• _Task brief_
Your task is to repeat, word for word, the line containing "the distant mountain" and all lines that follow it to the end of the material, and no other lines.

• _Materials provided_
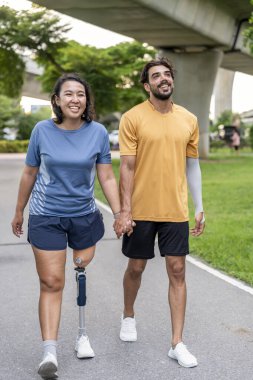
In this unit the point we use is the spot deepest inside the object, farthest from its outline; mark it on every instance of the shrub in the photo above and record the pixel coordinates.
(251, 137)
(16, 146)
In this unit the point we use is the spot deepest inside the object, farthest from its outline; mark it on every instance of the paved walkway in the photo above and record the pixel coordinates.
(219, 319)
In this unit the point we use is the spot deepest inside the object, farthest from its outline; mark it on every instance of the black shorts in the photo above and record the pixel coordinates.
(173, 239)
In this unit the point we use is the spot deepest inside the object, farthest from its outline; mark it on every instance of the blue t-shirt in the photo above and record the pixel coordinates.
(67, 167)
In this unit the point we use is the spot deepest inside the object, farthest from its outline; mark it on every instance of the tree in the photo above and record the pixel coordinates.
(9, 111)
(113, 72)
(37, 33)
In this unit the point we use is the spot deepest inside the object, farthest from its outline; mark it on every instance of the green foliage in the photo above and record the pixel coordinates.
(112, 73)
(251, 137)
(37, 32)
(26, 122)
(9, 112)
(228, 240)
(248, 33)
(13, 146)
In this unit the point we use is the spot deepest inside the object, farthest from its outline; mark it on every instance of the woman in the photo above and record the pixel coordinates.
(63, 156)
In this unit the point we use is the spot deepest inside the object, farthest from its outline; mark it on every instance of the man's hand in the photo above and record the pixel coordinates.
(17, 224)
(199, 225)
(124, 224)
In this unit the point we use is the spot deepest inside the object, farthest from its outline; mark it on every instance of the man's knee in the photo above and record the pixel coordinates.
(176, 269)
(135, 270)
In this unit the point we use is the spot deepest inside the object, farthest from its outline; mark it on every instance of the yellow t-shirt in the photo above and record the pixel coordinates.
(161, 143)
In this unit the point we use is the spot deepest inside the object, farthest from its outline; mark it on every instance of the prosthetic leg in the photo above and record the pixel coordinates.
(83, 347)
(81, 298)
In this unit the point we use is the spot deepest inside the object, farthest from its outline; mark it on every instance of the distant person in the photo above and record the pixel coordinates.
(159, 147)
(235, 139)
(63, 157)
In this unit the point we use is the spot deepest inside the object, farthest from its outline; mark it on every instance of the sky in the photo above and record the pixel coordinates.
(84, 33)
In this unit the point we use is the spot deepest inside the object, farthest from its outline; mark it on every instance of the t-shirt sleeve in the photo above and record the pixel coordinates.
(104, 156)
(127, 137)
(192, 146)
(33, 153)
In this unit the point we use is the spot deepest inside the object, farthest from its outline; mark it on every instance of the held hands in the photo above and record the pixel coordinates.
(199, 225)
(16, 224)
(123, 224)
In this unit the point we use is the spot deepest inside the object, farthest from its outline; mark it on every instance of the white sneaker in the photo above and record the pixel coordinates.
(128, 331)
(83, 348)
(48, 367)
(183, 356)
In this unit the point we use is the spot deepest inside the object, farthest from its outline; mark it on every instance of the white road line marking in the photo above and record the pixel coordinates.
(199, 264)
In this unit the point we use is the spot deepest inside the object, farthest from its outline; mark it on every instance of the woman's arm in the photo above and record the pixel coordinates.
(26, 184)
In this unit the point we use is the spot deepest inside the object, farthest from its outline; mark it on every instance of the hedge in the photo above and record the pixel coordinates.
(15, 146)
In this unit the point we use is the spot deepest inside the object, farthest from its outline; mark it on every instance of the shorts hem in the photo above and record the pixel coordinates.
(45, 249)
(138, 257)
(174, 254)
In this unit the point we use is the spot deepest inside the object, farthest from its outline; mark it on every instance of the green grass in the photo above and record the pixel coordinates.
(227, 243)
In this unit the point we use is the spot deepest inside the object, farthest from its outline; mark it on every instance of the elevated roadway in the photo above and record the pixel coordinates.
(199, 36)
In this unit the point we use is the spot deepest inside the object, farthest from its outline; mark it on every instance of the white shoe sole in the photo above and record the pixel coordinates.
(86, 356)
(48, 370)
(127, 339)
(190, 365)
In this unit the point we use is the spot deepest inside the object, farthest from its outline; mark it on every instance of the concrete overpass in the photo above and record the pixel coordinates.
(199, 36)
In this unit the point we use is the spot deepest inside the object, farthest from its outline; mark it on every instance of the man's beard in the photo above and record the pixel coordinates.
(159, 95)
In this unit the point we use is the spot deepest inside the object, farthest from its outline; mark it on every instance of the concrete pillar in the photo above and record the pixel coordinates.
(223, 91)
(194, 83)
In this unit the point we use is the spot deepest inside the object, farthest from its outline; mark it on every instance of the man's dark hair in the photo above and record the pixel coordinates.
(89, 112)
(156, 62)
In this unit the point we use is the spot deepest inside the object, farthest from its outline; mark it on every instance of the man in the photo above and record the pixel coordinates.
(159, 147)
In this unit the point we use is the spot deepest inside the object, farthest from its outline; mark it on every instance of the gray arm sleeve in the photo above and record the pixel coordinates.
(193, 174)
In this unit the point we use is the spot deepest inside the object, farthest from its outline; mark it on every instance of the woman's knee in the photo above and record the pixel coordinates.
(52, 284)
(84, 257)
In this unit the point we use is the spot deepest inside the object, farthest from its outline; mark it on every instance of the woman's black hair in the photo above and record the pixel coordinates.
(163, 61)
(89, 112)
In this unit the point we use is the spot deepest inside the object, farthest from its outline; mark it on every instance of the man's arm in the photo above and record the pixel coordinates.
(194, 182)
(127, 168)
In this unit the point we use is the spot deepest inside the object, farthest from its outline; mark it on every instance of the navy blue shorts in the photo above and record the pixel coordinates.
(53, 233)
(173, 239)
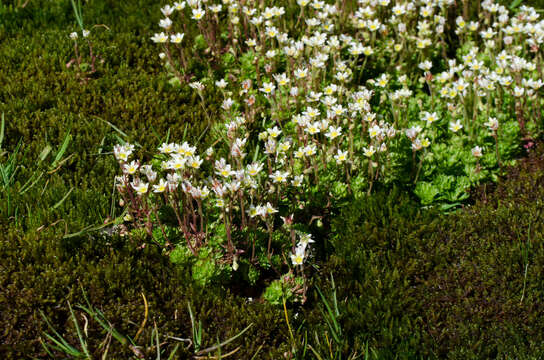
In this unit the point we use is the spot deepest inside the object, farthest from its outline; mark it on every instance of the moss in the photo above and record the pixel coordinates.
(446, 286)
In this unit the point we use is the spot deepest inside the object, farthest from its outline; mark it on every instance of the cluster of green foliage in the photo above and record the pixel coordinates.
(409, 282)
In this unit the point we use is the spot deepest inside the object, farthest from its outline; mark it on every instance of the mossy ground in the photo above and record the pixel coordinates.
(412, 282)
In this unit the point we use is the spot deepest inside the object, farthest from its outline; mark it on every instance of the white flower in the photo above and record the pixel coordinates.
(165, 23)
(140, 187)
(167, 10)
(221, 84)
(368, 152)
(131, 168)
(492, 124)
(456, 126)
(477, 151)
(254, 169)
(268, 88)
(160, 187)
(177, 38)
(160, 38)
(298, 257)
(429, 117)
(198, 14)
(279, 176)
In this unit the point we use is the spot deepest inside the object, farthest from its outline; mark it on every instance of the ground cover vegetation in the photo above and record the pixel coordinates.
(271, 180)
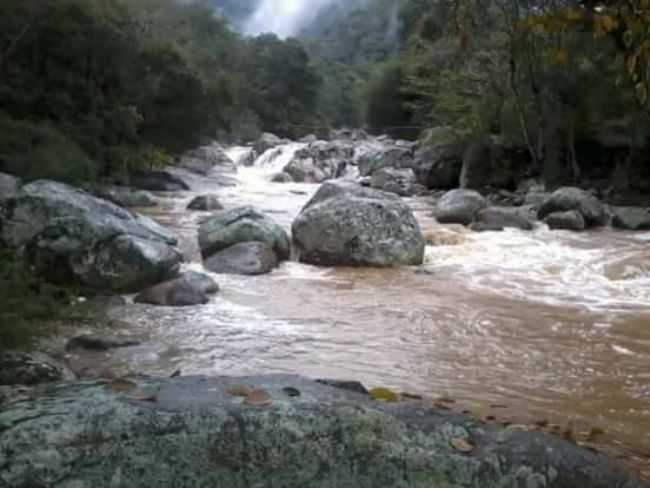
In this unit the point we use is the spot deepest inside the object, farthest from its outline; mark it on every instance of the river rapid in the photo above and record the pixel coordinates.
(553, 325)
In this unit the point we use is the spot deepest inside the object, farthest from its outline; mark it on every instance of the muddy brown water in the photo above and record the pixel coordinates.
(555, 325)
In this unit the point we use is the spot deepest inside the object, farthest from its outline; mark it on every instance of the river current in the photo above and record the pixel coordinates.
(554, 325)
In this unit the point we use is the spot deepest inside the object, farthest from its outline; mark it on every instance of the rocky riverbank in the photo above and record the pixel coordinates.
(190, 431)
(276, 431)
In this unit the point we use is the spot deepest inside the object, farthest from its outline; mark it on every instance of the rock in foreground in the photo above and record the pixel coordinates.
(73, 238)
(357, 227)
(190, 432)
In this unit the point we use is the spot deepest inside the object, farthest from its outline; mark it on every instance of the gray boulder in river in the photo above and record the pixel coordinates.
(191, 432)
(31, 368)
(631, 218)
(242, 224)
(459, 207)
(190, 288)
(569, 220)
(500, 218)
(245, 258)
(348, 226)
(125, 196)
(205, 203)
(402, 182)
(574, 199)
(72, 237)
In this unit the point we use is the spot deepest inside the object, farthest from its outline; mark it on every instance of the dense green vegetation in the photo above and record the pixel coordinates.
(94, 88)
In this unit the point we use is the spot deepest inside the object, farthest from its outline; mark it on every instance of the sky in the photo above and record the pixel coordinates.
(283, 17)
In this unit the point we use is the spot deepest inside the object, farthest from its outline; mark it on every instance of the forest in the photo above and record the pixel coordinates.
(90, 89)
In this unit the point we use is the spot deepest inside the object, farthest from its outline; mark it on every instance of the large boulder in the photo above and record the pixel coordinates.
(402, 182)
(246, 258)
(494, 163)
(9, 185)
(203, 159)
(205, 203)
(30, 368)
(631, 218)
(569, 220)
(282, 178)
(379, 154)
(438, 161)
(242, 224)
(267, 141)
(574, 199)
(459, 207)
(157, 181)
(289, 432)
(188, 289)
(72, 237)
(126, 197)
(357, 227)
(320, 161)
(500, 218)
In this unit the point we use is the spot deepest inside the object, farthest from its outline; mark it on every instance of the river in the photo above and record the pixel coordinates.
(553, 325)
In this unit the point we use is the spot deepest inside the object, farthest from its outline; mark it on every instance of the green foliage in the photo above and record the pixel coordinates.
(26, 303)
(387, 110)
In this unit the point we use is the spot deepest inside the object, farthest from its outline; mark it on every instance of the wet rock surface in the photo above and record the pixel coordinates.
(574, 199)
(31, 368)
(188, 289)
(190, 431)
(354, 226)
(246, 258)
(205, 203)
(459, 207)
(242, 224)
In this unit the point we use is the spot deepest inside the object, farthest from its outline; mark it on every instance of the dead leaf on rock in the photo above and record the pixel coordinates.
(122, 385)
(383, 395)
(461, 445)
(258, 398)
(239, 390)
(291, 391)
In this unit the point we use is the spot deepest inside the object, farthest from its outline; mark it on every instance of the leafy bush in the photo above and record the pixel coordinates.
(38, 150)
(26, 303)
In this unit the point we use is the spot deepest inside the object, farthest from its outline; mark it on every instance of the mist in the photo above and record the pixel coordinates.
(283, 17)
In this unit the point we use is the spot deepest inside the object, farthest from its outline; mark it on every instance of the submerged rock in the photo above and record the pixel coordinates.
(344, 226)
(574, 199)
(23, 368)
(631, 218)
(188, 289)
(157, 181)
(92, 342)
(267, 141)
(282, 178)
(459, 207)
(191, 432)
(205, 203)
(570, 220)
(125, 196)
(246, 258)
(499, 218)
(241, 224)
(402, 182)
(203, 159)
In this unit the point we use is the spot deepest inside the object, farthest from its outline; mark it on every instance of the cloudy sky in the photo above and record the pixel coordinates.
(283, 17)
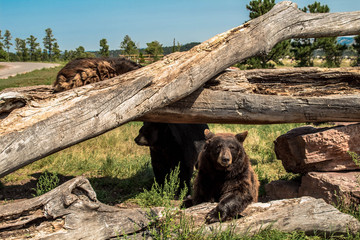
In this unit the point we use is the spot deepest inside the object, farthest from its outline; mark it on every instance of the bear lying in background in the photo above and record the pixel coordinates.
(171, 144)
(225, 176)
(82, 71)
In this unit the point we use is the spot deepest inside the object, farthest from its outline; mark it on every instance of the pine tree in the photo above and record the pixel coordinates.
(48, 41)
(1, 41)
(128, 46)
(21, 50)
(104, 50)
(303, 48)
(7, 43)
(33, 45)
(155, 49)
(56, 51)
(356, 47)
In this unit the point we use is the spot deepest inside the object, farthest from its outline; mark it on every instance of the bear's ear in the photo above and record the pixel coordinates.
(241, 136)
(208, 134)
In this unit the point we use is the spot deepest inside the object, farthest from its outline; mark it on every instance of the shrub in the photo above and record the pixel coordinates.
(46, 182)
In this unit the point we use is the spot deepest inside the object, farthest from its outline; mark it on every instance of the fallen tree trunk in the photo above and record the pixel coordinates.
(72, 211)
(258, 96)
(33, 132)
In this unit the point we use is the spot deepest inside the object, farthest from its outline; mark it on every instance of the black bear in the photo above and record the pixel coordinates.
(82, 71)
(225, 176)
(171, 144)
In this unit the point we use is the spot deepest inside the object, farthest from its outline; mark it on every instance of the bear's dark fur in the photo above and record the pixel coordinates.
(82, 71)
(171, 144)
(225, 176)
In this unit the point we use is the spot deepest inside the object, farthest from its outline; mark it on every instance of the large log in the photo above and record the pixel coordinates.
(258, 96)
(33, 132)
(72, 211)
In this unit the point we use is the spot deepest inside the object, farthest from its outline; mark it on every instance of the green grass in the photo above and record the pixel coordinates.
(44, 76)
(120, 171)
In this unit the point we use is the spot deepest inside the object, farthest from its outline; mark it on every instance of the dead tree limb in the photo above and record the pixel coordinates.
(33, 132)
(72, 211)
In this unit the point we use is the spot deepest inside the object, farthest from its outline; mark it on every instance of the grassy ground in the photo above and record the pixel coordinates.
(37, 77)
(119, 170)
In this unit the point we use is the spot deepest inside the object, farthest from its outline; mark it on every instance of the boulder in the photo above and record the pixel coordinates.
(334, 187)
(282, 189)
(308, 149)
(305, 214)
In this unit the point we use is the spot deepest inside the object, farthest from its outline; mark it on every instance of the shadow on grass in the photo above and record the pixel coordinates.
(109, 190)
(25, 190)
(112, 190)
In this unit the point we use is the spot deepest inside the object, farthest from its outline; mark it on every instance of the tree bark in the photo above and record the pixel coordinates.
(72, 211)
(33, 132)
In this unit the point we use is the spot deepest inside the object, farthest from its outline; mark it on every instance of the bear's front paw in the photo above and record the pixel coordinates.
(213, 216)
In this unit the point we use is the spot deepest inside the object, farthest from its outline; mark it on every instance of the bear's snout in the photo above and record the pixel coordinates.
(225, 157)
(141, 140)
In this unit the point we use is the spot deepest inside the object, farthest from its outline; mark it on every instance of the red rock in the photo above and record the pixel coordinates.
(307, 149)
(333, 187)
(282, 189)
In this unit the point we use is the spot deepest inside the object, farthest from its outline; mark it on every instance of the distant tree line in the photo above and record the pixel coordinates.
(299, 50)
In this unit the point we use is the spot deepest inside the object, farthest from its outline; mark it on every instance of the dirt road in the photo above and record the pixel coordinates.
(13, 68)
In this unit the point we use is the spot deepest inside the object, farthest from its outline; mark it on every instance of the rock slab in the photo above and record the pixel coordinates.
(299, 214)
(334, 187)
(308, 149)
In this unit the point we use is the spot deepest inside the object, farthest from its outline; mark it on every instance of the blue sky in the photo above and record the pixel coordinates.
(85, 22)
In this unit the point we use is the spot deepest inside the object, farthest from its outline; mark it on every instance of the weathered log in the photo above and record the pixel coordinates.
(72, 211)
(33, 132)
(271, 95)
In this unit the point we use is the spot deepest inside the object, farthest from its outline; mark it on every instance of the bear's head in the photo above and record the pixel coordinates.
(224, 149)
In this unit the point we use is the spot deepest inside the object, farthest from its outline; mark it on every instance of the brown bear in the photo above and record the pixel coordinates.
(171, 145)
(225, 176)
(82, 71)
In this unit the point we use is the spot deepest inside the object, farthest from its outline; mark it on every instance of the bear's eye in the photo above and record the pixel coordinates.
(232, 147)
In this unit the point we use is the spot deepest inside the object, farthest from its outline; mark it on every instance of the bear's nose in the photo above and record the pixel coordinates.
(225, 159)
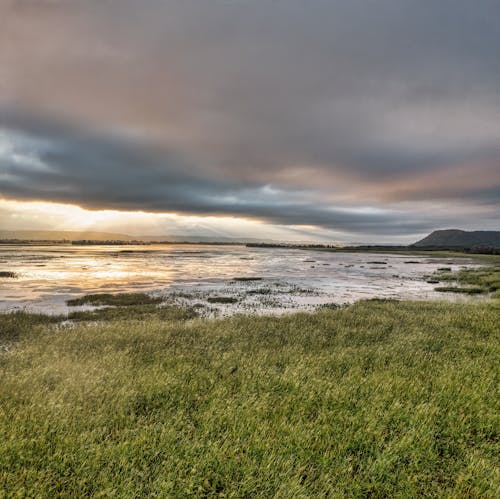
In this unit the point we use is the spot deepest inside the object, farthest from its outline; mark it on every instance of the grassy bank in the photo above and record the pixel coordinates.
(382, 399)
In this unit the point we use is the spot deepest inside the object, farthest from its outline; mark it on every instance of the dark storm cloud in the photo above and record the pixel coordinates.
(331, 103)
(107, 173)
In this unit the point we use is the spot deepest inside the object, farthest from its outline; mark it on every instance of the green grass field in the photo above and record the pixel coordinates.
(380, 399)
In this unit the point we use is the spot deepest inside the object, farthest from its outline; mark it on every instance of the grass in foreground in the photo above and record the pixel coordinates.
(382, 399)
(477, 280)
(8, 274)
(121, 300)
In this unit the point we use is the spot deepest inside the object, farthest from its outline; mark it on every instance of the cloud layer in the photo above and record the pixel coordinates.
(366, 117)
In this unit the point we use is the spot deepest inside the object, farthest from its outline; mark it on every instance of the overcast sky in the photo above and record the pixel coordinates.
(349, 120)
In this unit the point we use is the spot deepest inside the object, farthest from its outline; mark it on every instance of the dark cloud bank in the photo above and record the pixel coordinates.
(366, 117)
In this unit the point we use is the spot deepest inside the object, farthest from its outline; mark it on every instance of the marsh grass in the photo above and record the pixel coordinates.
(122, 300)
(7, 274)
(456, 289)
(485, 279)
(222, 299)
(379, 399)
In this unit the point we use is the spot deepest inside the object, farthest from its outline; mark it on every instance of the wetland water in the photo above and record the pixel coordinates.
(285, 279)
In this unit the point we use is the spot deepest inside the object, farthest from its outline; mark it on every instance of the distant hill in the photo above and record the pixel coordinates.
(67, 235)
(454, 238)
(63, 235)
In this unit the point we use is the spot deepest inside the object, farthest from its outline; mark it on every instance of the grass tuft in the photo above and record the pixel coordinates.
(120, 300)
(222, 299)
(8, 274)
(379, 399)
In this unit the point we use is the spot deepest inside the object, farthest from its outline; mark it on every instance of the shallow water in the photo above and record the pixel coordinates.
(292, 279)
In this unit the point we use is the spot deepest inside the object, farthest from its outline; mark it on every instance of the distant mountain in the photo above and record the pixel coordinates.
(62, 235)
(454, 238)
(66, 235)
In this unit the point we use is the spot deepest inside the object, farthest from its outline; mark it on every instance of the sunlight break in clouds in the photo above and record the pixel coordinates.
(359, 120)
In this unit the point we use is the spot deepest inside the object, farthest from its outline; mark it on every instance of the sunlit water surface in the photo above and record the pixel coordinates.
(292, 279)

• _Solution for this problem_
In this unit the point we use is the spot deepest inside the object, farthest from its outline; mark it on every instance of the distant mountain in the photo above and record the pixel coordinates.
(62, 235)
(454, 238)
(66, 235)
In this unit the point we use is the spot deepest inside the object, farthest from its outline; mark it on every instance of the sunlight break in clouds in the photo above and record the pixel coordinates.
(359, 120)
In this unit the point we use is the spot deepest inside the object, farthest from its outline; mark it on every instance of the sunlit water surface in the photo above and record the pixel coordinates.
(292, 279)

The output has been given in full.